● **Task to complete**
Quote verbatim the lines starting at the one that contains "Each instance of the window" and ending at the last of the lines, both ends included.

>> Start

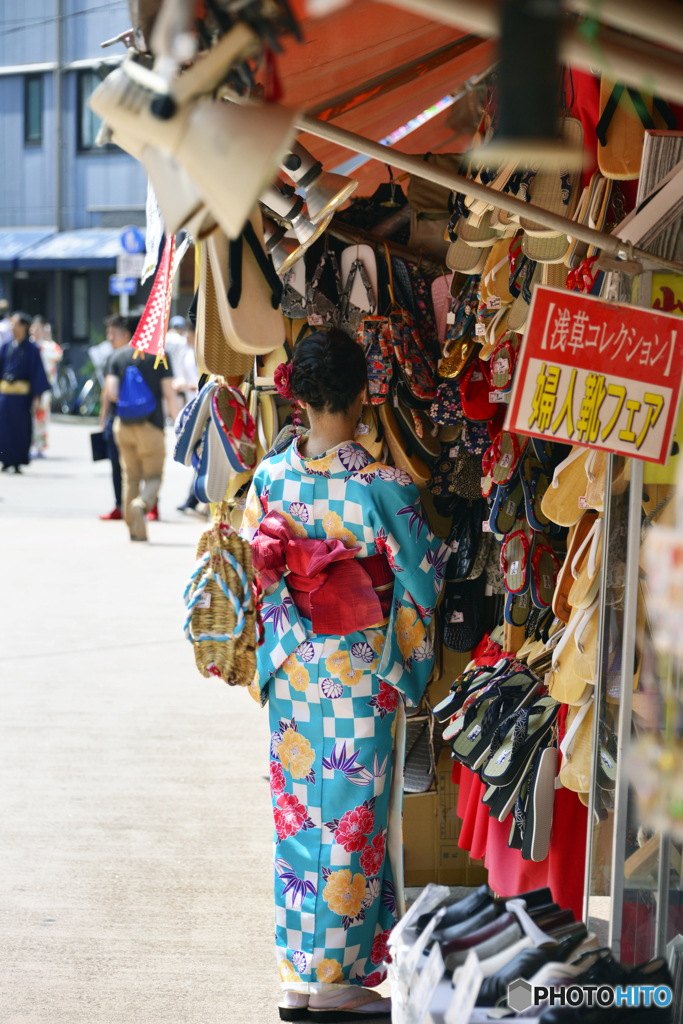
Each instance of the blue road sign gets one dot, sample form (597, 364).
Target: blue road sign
(132, 240)
(122, 286)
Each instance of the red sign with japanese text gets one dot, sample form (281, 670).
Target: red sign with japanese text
(599, 374)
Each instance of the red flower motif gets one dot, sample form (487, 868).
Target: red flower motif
(373, 855)
(380, 541)
(276, 777)
(387, 697)
(282, 380)
(392, 562)
(380, 950)
(374, 979)
(353, 827)
(290, 815)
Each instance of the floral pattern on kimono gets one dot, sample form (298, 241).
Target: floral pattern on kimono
(333, 705)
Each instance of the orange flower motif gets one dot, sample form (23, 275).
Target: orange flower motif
(253, 510)
(296, 754)
(321, 465)
(299, 678)
(329, 971)
(344, 894)
(290, 664)
(333, 526)
(349, 676)
(410, 631)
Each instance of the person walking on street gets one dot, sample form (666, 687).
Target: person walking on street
(51, 354)
(5, 326)
(23, 381)
(137, 387)
(118, 335)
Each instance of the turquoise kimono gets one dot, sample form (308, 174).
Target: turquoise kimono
(334, 704)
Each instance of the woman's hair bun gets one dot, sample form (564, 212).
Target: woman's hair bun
(328, 371)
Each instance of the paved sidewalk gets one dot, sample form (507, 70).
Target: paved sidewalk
(136, 833)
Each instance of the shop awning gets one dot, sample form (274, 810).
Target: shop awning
(87, 249)
(14, 240)
(371, 68)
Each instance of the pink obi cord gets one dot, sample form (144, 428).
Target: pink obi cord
(329, 585)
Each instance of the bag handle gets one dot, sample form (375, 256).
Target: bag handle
(393, 304)
(639, 107)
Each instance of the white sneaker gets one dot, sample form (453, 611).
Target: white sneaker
(138, 526)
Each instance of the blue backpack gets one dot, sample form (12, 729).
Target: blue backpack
(135, 398)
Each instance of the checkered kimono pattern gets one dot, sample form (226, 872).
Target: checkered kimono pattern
(334, 702)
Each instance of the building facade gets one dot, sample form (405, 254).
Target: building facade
(63, 200)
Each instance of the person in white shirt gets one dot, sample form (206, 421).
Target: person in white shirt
(5, 326)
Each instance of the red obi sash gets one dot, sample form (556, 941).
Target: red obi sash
(328, 584)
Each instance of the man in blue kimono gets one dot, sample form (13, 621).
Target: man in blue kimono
(23, 381)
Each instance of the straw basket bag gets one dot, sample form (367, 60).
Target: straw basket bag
(221, 620)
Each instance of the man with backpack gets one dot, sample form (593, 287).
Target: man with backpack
(138, 389)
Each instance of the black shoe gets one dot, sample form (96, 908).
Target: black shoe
(460, 911)
(525, 965)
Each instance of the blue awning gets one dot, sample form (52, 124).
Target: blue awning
(14, 240)
(88, 249)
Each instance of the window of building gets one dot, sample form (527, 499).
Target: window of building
(88, 122)
(79, 327)
(33, 110)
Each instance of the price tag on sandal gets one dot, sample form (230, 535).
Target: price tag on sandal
(424, 988)
(467, 989)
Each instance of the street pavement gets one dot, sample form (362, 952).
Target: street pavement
(135, 822)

>> End

● **Full response**
Each instance of the window of building gets one dot, sample form (527, 499).
Target: window of building
(88, 122)
(79, 327)
(33, 110)
Each instance of the price tag on sandal gets one dot, sample form (230, 535).
Target: price tag on sandal
(424, 988)
(467, 989)
Each instance of the street pavement gets one dot, sample form (362, 952).
Target: street pavement
(135, 822)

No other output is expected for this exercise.